- _Instrução A_: Segundo o texto sobre o acesso à cultura, que cargo ocupa Joaquim Ruivo?
- _Instrução B_: Prolongue o texto sobre o acesso à cultura a partir da última frase apresentada.

Democratização do acesso à Cultura através do conhecimento do património nacional é o objetivo, mas quatro personalidades destacam diferentes necessidades e caminhos. Estratégia de longo prazo e criatividade são conceitos-chave nesta área

alexandre_delmar

Joaquim Ruivo, diretor do Mosteiro da Batalha

Em termos genéricos sobre a área da Cultura, aponta "a falta de visão estratégica", a incapacidade para "articular em complementaridade os paradigmas da 'democratização da cultura' e da 'democracia cultural'" - "Ainda estamos muito no primeiro paradigma, já discutido desde os anos 50 por esse mundo fora, que pressupõe uma visão hierarquizada da cultura, a cultura erudita, a que merece, pela sua 'qualidade" ser mostrada, difundida por todos".

"Não havendo um pacto para o futuro, não há estratégias de educação para o património, não há um encontro vinculativo e emocionante com as novas gerações. Os recursos serão sempre escassos porque falta sensibilidade e conhecimento aos decisores políticos. Tem que haver com urgência planos de ação de longo prazo entre cultura e educação", afirma.

- _Entradas fornecidas_:

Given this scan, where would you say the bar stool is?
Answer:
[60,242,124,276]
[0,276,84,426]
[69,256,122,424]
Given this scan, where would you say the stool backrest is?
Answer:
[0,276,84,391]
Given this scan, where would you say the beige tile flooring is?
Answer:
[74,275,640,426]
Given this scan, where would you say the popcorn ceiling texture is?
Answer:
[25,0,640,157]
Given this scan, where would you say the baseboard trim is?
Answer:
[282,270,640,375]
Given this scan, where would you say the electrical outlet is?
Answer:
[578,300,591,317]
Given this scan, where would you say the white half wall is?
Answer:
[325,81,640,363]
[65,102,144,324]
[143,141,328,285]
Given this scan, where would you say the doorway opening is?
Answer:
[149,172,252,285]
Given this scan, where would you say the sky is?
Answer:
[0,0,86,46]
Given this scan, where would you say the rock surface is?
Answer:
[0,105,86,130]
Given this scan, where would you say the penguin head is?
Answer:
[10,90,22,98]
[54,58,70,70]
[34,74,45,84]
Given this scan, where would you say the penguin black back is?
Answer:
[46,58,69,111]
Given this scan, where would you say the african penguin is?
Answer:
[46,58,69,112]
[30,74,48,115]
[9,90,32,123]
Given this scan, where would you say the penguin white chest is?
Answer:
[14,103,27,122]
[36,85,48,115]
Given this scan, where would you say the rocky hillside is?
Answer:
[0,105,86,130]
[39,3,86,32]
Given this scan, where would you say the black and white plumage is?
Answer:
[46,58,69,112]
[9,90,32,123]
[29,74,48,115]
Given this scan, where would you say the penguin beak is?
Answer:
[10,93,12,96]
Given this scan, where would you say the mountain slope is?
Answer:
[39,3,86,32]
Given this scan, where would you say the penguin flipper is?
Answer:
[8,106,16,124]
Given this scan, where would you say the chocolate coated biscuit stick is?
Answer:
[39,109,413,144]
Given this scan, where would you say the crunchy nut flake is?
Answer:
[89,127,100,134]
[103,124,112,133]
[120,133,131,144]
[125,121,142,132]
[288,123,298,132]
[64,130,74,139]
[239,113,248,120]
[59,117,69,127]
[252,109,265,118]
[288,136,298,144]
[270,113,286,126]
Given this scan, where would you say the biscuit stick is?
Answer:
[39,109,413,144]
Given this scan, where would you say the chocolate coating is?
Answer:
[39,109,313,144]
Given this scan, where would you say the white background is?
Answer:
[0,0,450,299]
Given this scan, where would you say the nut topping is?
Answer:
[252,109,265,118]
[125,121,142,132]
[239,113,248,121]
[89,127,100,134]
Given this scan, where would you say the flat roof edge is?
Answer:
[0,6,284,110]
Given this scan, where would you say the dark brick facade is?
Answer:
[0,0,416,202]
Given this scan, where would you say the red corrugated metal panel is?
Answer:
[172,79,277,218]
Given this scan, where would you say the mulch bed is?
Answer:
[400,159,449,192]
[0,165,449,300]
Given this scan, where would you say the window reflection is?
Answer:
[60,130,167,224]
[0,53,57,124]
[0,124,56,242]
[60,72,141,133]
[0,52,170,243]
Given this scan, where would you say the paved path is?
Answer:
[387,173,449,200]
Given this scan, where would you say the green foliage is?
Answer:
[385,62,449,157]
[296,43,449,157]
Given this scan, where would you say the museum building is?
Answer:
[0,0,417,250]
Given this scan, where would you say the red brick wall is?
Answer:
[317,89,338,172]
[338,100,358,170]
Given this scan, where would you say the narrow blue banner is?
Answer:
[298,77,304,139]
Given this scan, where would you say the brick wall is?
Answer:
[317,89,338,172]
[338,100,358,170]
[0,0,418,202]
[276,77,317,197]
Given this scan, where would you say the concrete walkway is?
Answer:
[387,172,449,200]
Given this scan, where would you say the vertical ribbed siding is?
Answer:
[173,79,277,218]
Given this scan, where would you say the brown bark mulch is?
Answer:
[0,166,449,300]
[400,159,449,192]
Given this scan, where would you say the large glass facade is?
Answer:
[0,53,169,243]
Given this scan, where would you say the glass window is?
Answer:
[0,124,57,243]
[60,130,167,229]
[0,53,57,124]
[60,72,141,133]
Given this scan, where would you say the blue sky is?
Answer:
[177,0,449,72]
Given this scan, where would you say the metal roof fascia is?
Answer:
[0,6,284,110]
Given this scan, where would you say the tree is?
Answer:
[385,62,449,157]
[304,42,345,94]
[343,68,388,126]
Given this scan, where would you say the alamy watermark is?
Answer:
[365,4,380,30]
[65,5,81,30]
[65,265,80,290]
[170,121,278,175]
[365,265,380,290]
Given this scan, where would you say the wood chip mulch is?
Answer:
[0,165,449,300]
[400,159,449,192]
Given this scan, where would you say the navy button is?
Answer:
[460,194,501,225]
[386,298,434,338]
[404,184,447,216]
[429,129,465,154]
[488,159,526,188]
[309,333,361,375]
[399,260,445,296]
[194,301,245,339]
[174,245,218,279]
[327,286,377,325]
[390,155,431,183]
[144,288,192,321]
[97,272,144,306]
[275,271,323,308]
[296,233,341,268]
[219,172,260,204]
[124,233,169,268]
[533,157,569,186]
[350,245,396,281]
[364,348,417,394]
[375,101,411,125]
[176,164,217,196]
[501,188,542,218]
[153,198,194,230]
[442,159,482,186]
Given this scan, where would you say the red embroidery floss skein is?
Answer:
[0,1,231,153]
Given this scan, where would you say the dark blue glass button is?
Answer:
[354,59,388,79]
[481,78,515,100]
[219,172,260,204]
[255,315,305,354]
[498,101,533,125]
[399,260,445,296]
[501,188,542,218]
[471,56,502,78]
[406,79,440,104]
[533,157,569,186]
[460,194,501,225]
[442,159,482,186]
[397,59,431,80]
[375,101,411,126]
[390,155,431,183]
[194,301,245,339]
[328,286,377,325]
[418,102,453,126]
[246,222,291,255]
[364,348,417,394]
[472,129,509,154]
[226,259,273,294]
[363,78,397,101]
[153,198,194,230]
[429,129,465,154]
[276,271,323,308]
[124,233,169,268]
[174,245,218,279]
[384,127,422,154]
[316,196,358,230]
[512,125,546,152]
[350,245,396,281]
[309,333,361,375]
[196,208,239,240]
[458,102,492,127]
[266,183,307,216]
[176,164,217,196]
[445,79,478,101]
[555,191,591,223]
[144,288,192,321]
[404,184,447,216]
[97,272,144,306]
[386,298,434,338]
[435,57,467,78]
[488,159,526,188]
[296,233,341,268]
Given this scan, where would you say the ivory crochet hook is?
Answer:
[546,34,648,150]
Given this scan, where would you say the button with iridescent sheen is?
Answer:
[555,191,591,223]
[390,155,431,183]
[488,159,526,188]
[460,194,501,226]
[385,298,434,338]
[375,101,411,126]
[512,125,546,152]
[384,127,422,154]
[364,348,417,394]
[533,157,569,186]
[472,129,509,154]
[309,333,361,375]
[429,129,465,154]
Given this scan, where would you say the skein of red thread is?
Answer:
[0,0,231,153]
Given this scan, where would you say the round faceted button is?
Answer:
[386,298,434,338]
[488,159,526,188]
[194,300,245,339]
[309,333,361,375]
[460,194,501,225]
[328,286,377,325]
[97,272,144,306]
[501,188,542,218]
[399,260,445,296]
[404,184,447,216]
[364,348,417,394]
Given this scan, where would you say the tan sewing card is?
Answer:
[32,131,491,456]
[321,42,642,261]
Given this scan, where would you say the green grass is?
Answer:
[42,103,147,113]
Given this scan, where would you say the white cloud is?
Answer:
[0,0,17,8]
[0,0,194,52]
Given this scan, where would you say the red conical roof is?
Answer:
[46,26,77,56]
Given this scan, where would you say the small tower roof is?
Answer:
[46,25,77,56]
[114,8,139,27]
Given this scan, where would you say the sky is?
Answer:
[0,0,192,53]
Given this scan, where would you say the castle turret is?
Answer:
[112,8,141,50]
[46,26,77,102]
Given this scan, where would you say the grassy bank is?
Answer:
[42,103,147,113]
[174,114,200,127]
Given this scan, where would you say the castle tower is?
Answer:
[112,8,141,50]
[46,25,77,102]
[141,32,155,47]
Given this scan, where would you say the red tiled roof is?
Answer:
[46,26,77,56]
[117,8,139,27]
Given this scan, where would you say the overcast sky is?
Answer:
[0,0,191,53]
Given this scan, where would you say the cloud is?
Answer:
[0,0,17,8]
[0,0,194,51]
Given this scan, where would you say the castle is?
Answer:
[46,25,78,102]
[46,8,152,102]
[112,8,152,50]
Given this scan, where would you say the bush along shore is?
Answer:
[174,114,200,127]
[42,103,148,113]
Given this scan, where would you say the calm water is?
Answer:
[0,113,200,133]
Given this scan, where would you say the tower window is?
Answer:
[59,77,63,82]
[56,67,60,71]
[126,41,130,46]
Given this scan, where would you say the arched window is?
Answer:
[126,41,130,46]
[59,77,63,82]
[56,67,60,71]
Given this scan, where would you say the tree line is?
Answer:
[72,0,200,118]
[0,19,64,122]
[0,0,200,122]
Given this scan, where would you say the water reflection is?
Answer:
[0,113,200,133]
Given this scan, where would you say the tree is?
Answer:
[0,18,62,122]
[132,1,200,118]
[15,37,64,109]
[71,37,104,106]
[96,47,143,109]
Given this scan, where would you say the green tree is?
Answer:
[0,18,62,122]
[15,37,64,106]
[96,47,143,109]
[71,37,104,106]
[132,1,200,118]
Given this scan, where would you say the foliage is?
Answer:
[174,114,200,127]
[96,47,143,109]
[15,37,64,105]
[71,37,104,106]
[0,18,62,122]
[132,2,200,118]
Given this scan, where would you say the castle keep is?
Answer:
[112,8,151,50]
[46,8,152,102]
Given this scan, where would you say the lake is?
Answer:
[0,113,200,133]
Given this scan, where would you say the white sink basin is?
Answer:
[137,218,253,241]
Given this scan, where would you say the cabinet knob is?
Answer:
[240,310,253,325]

- _Resposta esperada A_: Diretor do Mosteiro da Batalha.

- _Resposta esperada B_:
Defende ainda que "a autonomia funcional - que pressupõe também a utilização das receitas próprias na gestão do património, mas sobretudo autonomia que permita, com os meios suficientes, promover processos colaborativos, criar conselhos consultivos, envolver a comunidade, ter capacidade e meios de promover a investigação e publicar os estudos, nomeadamente estudos regulares de públicos". "No âmbito do Património imóvel a grande revolução seria dar alguns monumentos e museus nacionais o mesmo estatuto que têm os teatros nacionais", conclui.

António Pinto Ribeiro, programador cultural

"Em cinquenta anos de democracia nunca nenhum Ministério da Cultura ou secretaria de Estado dispuseram de um orçamento tão elevado quanto goza o atual ministro por via das verbas provindas do PRR. Esta situação única e irrepetível a médio e a longo prazo devia acautelar para os trabalhos de uma reforma ousada e radical de estruturação de políticas culturais assentes numa visão de produção, disseminação, recepção e internacionalização da produção cultural feita a partir do território nacional e das diásporas.

Temo que o que está a ser levado a cabo sejam respostas a soluções imediatas e a uma continuada prática de viés assistencialista, nomeadamente no sector das artes contemporâneas. A continuar assim, a ressaca, passados os anos do benefício PRR, regressaremos a situações ainda de maior precaridade."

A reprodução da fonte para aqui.